◆ **Ziel der Aufgabe 1**
Schreib aus dem Forenbeitrag über Fetchmail den Abschnitt, der mit den Worten "die mails landen" anfängt und mit "2 (4681 octets)" aufhört, Wort für Wort noch einmal ab.
◆ **Ziel der Aufgabe 2**
Führ den Forenbeitrag über Fetchmail ab der letzten gezeigten Zeile weiter.

# Fetchmail Multidrop smtphost



## nieloo (20. April 2005)

Hallo Gemeinde!
ich hab ein kleines Problem mit Fetchmail. Fetchmail holt ein Sammelpostfach ab, funktioniert auch sehr gut. jetzt möchte ich die mails allerdings nicht lokal ausliefern, sondern an einen smtphost weitergeben, hier meine fetchmailrc

set postmaster "postmaster"
set nobouncemail
set nospambounce
set properties ""
poll  server protocol POP3 timeout 30
user "username" password "passwd" to *
options fetchall warnings 3600
antispam 571 550 501 554

die mails landen im moment alle im Postmaster-Postfach:
Fechmail output:
fetchmail: POP3> LIST 2
fetchmail: POP3< +OK 2 4681
fetchmail: POP3> RETR 2
fetchmail: POP3< +OK 4681 octets
reading message Postfach@pop.server.de:2 of 2 (4681 octets)

(Gespeicherte Dateneinträge)
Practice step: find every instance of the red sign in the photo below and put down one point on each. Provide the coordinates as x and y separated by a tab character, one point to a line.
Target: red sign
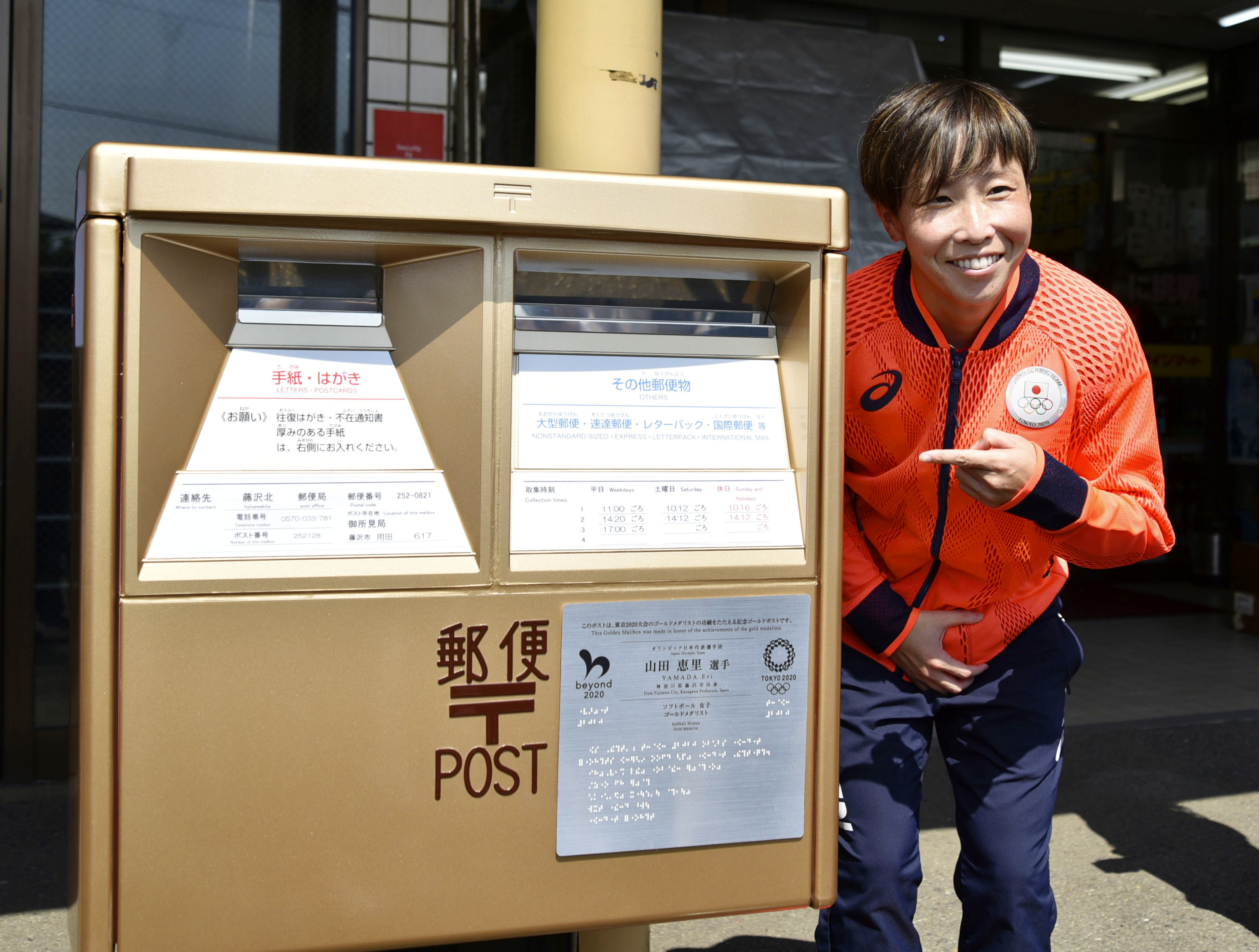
410	135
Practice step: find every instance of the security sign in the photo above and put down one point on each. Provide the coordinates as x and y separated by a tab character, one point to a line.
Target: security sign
1037	397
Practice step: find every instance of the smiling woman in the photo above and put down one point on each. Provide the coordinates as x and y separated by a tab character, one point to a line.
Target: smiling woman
999	425
947	165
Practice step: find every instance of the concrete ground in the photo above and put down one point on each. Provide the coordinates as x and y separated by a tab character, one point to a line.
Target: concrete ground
1156	837
1156	842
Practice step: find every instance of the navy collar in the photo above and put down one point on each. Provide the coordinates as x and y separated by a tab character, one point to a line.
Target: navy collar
913	320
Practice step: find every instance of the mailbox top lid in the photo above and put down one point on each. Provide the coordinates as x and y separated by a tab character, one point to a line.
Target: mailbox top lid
172	182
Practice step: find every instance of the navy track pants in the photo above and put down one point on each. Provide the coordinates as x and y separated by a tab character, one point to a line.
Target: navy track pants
1003	743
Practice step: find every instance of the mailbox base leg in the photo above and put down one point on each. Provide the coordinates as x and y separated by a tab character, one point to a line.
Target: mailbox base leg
629	939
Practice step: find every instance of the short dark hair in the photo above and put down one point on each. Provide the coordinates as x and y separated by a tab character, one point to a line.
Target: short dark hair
927	135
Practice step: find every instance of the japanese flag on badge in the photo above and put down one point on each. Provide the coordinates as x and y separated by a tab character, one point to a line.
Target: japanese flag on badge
1037	397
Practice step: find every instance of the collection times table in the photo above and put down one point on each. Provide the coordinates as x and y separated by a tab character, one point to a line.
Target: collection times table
576	512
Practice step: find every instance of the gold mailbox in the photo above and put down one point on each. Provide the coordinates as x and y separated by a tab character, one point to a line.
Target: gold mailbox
459	550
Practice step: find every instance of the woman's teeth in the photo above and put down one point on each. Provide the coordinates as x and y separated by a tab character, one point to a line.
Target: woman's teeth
987	261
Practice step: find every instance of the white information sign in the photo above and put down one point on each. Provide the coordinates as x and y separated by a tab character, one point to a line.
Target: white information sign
310	410
591	512
242	516
683	723
585	412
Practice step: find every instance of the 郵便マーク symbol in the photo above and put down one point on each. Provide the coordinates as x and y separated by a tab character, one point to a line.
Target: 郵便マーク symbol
780	655
882	393
592	663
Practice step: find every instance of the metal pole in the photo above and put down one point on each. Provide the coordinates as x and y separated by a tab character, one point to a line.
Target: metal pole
468	85
599	85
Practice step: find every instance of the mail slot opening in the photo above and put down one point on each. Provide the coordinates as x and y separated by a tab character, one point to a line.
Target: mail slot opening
640	304
309	305
309	293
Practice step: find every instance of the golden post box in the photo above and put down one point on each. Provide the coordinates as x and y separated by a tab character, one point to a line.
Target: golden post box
457	550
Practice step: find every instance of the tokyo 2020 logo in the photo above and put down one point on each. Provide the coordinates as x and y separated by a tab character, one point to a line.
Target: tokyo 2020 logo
1037	397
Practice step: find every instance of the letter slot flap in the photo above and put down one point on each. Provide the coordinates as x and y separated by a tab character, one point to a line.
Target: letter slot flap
636	314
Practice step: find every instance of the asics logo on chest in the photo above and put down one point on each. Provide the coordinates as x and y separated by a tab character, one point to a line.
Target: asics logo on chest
882	393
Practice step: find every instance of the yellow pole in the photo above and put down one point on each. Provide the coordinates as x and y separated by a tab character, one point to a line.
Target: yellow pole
599	110
599	85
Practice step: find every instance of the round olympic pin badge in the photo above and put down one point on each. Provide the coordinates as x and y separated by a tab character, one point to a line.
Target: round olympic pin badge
1037	397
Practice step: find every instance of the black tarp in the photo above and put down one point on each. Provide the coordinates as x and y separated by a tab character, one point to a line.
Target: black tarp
774	101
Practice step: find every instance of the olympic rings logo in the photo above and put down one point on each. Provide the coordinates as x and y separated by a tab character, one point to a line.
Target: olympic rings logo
770	655
1039	406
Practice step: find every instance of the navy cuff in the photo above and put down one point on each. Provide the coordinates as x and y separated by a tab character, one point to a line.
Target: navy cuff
1057	500
881	618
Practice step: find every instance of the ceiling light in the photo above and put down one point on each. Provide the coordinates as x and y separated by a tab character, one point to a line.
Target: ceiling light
1038	61
1250	13
1176	81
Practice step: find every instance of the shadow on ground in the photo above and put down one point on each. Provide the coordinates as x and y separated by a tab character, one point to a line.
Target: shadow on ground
1128	787
753	943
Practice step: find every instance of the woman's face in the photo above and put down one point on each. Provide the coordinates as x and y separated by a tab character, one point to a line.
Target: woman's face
967	240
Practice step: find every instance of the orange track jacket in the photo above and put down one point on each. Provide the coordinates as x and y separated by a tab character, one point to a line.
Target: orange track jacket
1058	363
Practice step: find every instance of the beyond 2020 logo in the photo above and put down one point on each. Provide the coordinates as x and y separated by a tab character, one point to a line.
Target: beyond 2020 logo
1037	397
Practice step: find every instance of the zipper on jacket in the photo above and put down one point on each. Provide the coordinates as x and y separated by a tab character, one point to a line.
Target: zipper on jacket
957	358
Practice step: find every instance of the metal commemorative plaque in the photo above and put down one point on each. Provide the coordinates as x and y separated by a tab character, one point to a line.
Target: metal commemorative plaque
683	723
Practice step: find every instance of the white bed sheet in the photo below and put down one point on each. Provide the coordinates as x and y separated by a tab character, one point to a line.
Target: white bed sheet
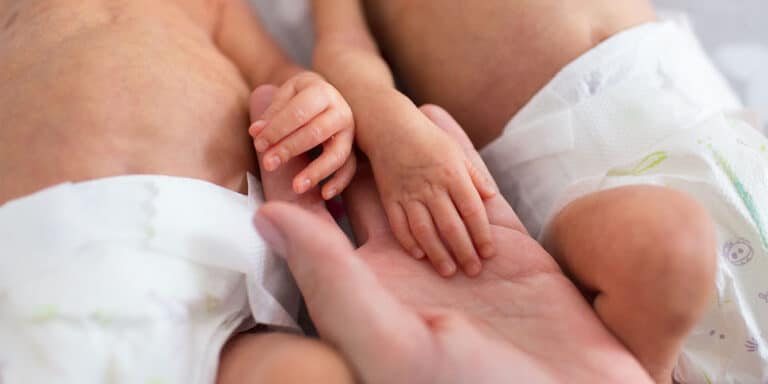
733	32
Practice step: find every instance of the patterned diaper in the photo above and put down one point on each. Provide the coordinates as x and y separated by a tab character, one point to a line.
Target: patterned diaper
133	279
647	107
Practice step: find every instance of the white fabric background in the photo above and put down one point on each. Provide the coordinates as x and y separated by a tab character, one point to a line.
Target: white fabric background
734	33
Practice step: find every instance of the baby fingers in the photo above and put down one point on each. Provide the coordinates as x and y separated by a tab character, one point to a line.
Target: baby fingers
470	206
453	231
307	137
336	151
341	178
298	111
423	229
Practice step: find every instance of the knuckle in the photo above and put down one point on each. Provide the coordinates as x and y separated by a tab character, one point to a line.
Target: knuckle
336	158
421	230
285	152
469	210
299	114
317	133
452	229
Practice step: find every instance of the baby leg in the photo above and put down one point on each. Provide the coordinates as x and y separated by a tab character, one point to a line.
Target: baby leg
281	358
647	256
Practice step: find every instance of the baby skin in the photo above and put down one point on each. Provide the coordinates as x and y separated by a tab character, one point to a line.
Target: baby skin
644	256
149	87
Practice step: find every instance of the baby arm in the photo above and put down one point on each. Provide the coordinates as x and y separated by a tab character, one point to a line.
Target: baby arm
431	193
306	112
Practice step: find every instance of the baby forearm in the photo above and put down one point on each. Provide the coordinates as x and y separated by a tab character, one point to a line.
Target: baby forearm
348	57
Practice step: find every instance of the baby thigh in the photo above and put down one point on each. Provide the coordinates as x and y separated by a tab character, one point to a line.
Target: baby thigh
647	256
280	358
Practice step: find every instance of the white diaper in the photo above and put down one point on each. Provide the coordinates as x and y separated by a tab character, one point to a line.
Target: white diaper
647	107
134	279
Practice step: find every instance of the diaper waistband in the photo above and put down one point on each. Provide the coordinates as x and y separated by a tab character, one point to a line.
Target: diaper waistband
173	215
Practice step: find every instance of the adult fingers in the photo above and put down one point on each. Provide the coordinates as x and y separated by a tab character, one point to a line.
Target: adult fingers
348	305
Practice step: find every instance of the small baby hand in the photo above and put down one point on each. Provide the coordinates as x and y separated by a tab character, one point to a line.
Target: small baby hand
433	197
306	112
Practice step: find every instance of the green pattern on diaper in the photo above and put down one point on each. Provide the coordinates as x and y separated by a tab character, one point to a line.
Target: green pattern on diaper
101	317
644	165
745	196
45	314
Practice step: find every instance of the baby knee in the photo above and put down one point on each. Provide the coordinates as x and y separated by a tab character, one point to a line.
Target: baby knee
675	250
280	358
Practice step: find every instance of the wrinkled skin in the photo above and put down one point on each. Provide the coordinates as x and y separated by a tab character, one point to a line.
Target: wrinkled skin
395	320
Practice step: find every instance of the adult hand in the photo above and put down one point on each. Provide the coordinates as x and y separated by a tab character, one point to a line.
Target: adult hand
395	320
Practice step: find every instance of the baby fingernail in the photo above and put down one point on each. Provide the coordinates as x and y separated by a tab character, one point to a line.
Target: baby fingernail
487	251
261	145
303	185
270	234
417	253
272	162
447	268
330	193
473	268
257	126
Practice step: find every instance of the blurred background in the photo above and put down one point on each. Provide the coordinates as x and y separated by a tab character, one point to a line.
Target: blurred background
734	32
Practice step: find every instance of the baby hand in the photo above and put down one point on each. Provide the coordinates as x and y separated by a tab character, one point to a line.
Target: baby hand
433	197
306	112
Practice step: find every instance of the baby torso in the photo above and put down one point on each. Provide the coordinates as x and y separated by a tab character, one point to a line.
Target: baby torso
96	88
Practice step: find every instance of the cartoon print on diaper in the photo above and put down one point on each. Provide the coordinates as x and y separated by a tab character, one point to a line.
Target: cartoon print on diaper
738	252
751	345
644	165
714	333
745	196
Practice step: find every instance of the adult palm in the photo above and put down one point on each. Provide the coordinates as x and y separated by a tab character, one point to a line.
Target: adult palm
398	321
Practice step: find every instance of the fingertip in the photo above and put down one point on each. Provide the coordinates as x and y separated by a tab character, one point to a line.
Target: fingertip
417	253
329	192
271	162
257	127
446	268
261	145
487	251
473	268
301	184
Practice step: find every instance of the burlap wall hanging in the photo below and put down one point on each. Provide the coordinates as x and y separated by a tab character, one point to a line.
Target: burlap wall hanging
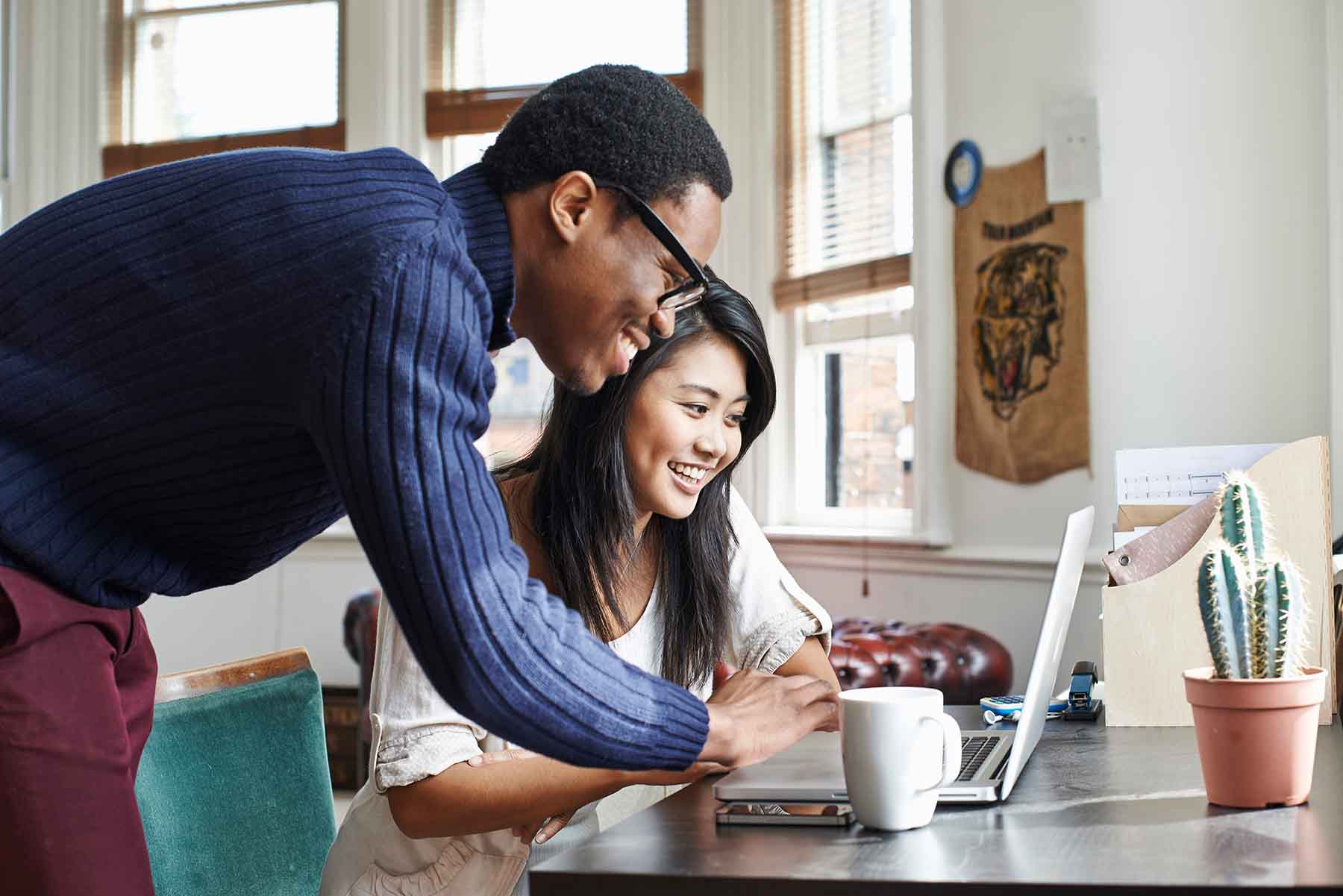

◆ **Ergebnis der Übung 1**
die mails landen im moment alle im Postmaster-Postfach:
Fechmail output:
fetchmail: POP3> LIST 2
fetchmail: POP3< +OK 2 4681
fetchmail: POP3> RETR 2
fetchmail: POP3< +OK 4681 octets
reading message Postfach@pop.server.de:2 of 2 (4681 octets)

◆ **Ergebnis der Übung 2**
fetchmail: SMTP> MAIL FROM:<absender@absender.de> SIZE=4681
fetchmail: SMTP< 250 2.1.0 <absender@absender.de>... Sender ok
fetchmail: SMTP> RCPT TO:<postmaster@localhost>
fetchmail: SMTP< 250 2.1.5 <postmaster@localhost>... Recipient ok
fetchmail: SMTP> DATA
fetchmail: SMTP< 354 Enter mail, end with "." on a line by itself
#************************************************.**************************************.***************************.*********************fetchmail: SMTP>. (EOM)
fetchmail: SMTP< 250 2.0.0 j3KAUFpx005731 Message accepted for delivery

kann mir da jemand weiterhelfen?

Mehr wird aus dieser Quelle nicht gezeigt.